Exercise data:
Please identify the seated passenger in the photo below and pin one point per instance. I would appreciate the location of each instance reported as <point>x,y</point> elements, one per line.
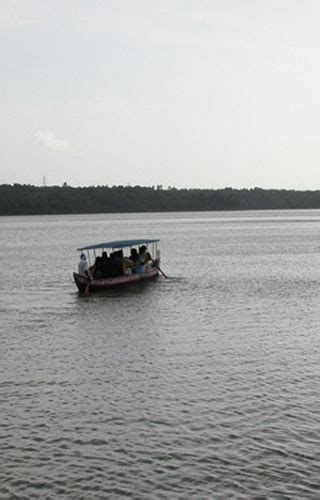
<point>144,256</point>
<point>83,266</point>
<point>98,268</point>
<point>134,258</point>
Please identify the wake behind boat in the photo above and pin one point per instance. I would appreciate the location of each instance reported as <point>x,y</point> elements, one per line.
<point>129,262</point>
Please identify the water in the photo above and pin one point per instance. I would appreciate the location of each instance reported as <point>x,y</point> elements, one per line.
<point>204,385</point>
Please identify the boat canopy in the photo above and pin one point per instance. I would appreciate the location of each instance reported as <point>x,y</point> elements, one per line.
<point>117,244</point>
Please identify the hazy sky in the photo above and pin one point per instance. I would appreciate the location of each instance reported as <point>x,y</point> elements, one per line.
<point>186,93</point>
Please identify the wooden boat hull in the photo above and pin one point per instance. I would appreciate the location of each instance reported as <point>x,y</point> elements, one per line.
<point>96,285</point>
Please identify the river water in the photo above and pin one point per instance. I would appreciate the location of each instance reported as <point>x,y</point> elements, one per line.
<point>202,385</point>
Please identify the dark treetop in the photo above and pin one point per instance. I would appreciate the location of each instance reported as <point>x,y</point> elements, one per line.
<point>24,199</point>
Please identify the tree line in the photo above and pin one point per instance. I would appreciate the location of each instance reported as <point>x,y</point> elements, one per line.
<point>25,199</point>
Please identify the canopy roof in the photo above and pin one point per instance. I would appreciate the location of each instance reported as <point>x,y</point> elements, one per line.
<point>117,244</point>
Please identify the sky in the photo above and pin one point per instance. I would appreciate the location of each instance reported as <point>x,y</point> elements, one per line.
<point>184,93</point>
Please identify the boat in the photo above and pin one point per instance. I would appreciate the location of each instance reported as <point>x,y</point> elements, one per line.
<point>120,256</point>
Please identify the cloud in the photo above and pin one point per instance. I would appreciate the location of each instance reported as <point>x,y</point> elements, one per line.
<point>50,142</point>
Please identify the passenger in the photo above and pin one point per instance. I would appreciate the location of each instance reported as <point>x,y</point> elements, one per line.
<point>83,267</point>
<point>144,256</point>
<point>98,268</point>
<point>118,263</point>
<point>134,258</point>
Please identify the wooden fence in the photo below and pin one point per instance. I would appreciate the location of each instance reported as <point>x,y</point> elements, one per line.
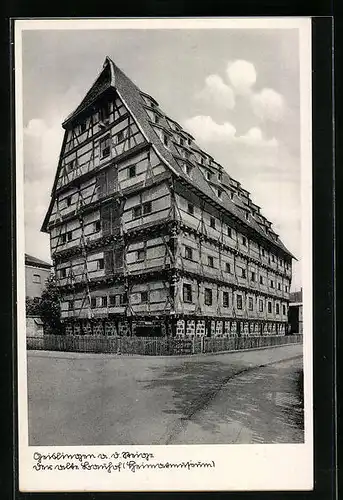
<point>159,346</point>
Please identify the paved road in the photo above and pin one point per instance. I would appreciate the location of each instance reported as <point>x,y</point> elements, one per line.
<point>95,399</point>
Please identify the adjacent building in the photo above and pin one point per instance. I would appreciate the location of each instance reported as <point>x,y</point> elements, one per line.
<point>150,235</point>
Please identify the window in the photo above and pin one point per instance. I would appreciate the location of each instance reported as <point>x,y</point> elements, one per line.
<point>140,254</point>
<point>103,301</point>
<point>147,207</point>
<point>187,292</point>
<point>132,171</point>
<point>70,166</point>
<point>105,149</point>
<point>137,211</point>
<point>105,112</point>
<point>188,253</point>
<point>188,169</point>
<point>208,296</point>
<point>120,136</point>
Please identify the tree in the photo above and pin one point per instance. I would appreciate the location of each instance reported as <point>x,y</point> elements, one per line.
<point>47,307</point>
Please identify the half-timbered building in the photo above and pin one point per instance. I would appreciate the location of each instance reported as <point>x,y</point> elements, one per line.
<point>150,235</point>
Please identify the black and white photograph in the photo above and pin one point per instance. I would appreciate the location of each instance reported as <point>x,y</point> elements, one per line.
<point>164,246</point>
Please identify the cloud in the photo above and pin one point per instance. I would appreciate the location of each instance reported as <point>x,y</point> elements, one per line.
<point>216,91</point>
<point>268,105</point>
<point>42,144</point>
<point>242,76</point>
<point>205,129</point>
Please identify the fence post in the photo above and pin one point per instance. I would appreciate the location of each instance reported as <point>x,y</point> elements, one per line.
<point>119,346</point>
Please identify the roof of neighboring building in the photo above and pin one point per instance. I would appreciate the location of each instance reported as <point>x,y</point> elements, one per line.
<point>133,98</point>
<point>296,296</point>
<point>33,261</point>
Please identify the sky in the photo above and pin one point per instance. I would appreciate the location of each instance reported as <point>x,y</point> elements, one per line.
<point>235,90</point>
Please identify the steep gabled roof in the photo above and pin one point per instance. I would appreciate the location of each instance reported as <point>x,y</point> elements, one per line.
<point>134,99</point>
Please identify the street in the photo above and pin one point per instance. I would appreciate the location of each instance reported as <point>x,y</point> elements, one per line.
<point>98,399</point>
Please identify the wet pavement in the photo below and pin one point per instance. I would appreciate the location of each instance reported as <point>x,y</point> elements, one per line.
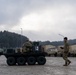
<point>53,66</point>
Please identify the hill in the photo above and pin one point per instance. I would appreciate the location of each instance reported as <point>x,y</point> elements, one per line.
<point>9,39</point>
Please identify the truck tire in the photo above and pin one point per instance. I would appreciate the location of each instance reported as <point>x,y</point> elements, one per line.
<point>21,61</point>
<point>31,61</point>
<point>11,61</point>
<point>41,60</point>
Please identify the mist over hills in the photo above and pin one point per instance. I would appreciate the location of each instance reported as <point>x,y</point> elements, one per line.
<point>13,40</point>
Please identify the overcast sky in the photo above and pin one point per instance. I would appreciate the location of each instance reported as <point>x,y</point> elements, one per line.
<point>39,19</point>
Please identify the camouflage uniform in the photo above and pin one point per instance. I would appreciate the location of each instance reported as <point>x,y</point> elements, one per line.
<point>65,54</point>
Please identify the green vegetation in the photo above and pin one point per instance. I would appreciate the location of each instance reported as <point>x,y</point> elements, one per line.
<point>11,40</point>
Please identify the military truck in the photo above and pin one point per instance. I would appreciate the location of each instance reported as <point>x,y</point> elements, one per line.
<point>31,56</point>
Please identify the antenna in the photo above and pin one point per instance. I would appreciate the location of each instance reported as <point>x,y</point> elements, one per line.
<point>61,35</point>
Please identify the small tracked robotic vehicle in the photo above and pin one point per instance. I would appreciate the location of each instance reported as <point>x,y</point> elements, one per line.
<point>34,56</point>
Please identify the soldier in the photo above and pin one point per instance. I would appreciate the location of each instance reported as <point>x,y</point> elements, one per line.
<point>66,51</point>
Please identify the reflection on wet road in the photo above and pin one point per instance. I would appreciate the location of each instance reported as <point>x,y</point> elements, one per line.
<point>54,66</point>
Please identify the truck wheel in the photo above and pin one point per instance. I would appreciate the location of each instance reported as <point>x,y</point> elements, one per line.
<point>31,61</point>
<point>11,61</point>
<point>41,60</point>
<point>21,61</point>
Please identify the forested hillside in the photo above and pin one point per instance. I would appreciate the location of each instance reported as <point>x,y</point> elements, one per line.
<point>9,39</point>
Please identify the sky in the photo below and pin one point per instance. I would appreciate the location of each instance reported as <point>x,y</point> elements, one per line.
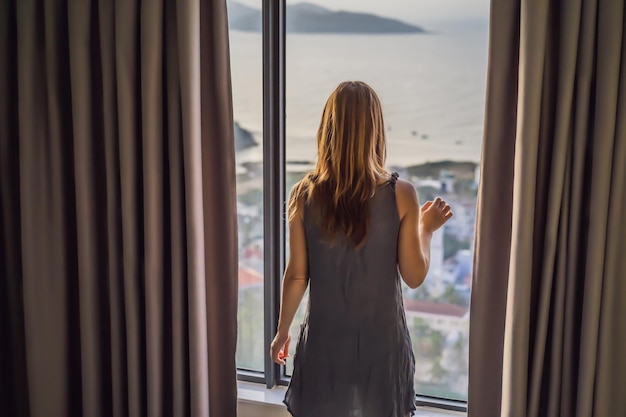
<point>411,11</point>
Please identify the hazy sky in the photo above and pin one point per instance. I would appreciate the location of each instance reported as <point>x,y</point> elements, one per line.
<point>414,11</point>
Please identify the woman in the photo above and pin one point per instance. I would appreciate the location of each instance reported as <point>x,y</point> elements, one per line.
<point>355,230</point>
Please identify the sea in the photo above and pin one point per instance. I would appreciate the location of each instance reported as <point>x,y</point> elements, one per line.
<point>432,87</point>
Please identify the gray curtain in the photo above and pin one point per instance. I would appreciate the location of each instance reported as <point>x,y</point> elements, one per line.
<point>548,317</point>
<point>117,209</point>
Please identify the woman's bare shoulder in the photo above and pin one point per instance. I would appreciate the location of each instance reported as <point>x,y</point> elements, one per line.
<point>406,197</point>
<point>405,189</point>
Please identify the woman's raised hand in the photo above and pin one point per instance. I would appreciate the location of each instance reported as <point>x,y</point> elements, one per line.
<point>279,350</point>
<point>434,214</point>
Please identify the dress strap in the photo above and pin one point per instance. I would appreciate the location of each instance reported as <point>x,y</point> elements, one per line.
<point>393,179</point>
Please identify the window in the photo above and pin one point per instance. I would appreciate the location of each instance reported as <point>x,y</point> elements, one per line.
<point>247,90</point>
<point>428,63</point>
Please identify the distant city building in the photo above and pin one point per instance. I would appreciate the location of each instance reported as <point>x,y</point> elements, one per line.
<point>443,317</point>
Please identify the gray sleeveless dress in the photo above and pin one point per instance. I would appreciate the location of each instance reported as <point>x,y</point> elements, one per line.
<point>354,357</point>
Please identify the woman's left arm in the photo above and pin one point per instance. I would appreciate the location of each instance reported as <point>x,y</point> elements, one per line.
<point>295,282</point>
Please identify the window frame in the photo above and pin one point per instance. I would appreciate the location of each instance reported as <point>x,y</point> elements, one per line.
<point>274,193</point>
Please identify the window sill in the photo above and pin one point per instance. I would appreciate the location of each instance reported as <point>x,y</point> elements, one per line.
<point>255,400</point>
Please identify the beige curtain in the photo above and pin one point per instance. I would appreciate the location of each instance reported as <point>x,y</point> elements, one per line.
<point>548,317</point>
<point>117,209</point>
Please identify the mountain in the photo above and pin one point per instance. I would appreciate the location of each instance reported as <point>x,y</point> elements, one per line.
<point>310,18</point>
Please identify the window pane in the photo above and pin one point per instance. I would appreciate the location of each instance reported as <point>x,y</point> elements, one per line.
<point>247,84</point>
<point>432,86</point>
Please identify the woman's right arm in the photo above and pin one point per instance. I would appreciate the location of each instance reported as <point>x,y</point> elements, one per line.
<point>417,225</point>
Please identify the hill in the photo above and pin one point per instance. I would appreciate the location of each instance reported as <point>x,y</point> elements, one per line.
<point>310,18</point>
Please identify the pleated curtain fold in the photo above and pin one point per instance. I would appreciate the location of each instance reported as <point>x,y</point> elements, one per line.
<point>548,317</point>
<point>118,241</point>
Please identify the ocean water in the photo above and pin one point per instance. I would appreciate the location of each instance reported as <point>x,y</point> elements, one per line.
<point>432,88</point>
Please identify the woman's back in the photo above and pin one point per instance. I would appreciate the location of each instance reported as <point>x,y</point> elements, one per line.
<point>354,354</point>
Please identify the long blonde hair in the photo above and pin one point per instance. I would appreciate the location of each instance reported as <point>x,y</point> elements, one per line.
<point>351,157</point>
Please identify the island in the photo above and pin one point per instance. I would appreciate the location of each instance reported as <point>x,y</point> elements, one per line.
<point>310,18</point>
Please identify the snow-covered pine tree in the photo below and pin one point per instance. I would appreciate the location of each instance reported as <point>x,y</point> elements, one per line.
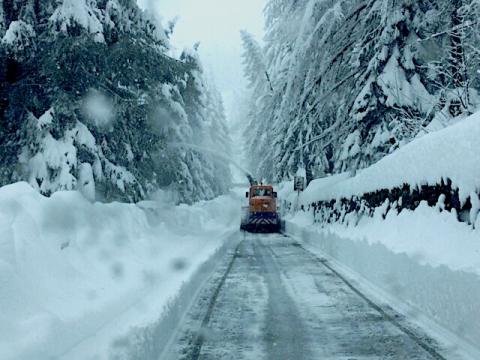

Instructions for the task: Copy out the lines from the one containing "Please identify the overcast" through the one containing "<point>39,19</point>", word for word.

Output for this exercise:
Please identify the overcast sky in the photo above and pin one point per instance. I would appreciate the location of each instance reported as <point>x,y</point> elements, one per line.
<point>39,19</point>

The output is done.